Exactly reproduce the lines beginning with the line that includes "of the woman's" and ending with the last line of the data.

(Object position labeling entries)
*-*-*
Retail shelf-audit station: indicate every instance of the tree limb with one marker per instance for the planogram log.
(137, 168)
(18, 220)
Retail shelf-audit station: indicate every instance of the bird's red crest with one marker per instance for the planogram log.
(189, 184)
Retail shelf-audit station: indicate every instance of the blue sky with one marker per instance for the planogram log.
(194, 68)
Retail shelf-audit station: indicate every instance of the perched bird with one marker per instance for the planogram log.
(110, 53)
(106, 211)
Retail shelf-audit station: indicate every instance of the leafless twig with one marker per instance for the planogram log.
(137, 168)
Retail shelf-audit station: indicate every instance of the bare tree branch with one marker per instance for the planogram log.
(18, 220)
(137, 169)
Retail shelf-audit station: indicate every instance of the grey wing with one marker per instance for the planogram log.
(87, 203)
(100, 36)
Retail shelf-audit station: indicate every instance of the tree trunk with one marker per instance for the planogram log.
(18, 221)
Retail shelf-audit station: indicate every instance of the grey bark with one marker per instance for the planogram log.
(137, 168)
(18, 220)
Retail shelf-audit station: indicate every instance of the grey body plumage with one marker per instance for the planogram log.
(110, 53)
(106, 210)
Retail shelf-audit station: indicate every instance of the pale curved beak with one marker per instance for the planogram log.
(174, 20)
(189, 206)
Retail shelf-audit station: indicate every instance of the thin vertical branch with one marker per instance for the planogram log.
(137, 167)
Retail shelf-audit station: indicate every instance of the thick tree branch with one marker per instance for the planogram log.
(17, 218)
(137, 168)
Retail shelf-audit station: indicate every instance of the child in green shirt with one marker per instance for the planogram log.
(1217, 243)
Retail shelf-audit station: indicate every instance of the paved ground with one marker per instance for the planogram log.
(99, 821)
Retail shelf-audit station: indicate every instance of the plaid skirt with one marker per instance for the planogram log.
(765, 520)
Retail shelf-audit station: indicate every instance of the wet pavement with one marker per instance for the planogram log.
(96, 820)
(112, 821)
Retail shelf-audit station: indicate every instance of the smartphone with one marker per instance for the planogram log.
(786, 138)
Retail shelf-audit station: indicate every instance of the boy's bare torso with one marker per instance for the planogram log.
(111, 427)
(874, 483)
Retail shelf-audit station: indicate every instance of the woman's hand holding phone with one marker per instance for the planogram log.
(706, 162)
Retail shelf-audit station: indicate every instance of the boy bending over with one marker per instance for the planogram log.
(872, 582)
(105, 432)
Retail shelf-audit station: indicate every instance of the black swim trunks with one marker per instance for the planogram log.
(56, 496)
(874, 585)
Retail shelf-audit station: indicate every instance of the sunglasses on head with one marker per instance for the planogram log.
*-*-*
▸ Answer to the task
Retail shelf-audit station: indicate every instance of the woman's hand holding phone with one marker per instance for the planogram log.
(706, 162)
Retail shelf-audit station: indicate every instance of the boy bending over with one marker per instance for the planogram log.
(872, 582)
(105, 432)
Retail shelf-audit station: indicate every instance of the black swim trunks with one marker per instance for the planogram log.
(56, 496)
(874, 585)
Retail shelf-audit station: indicate every instance of the sunglasses on head with one marker per instance for the planogram log.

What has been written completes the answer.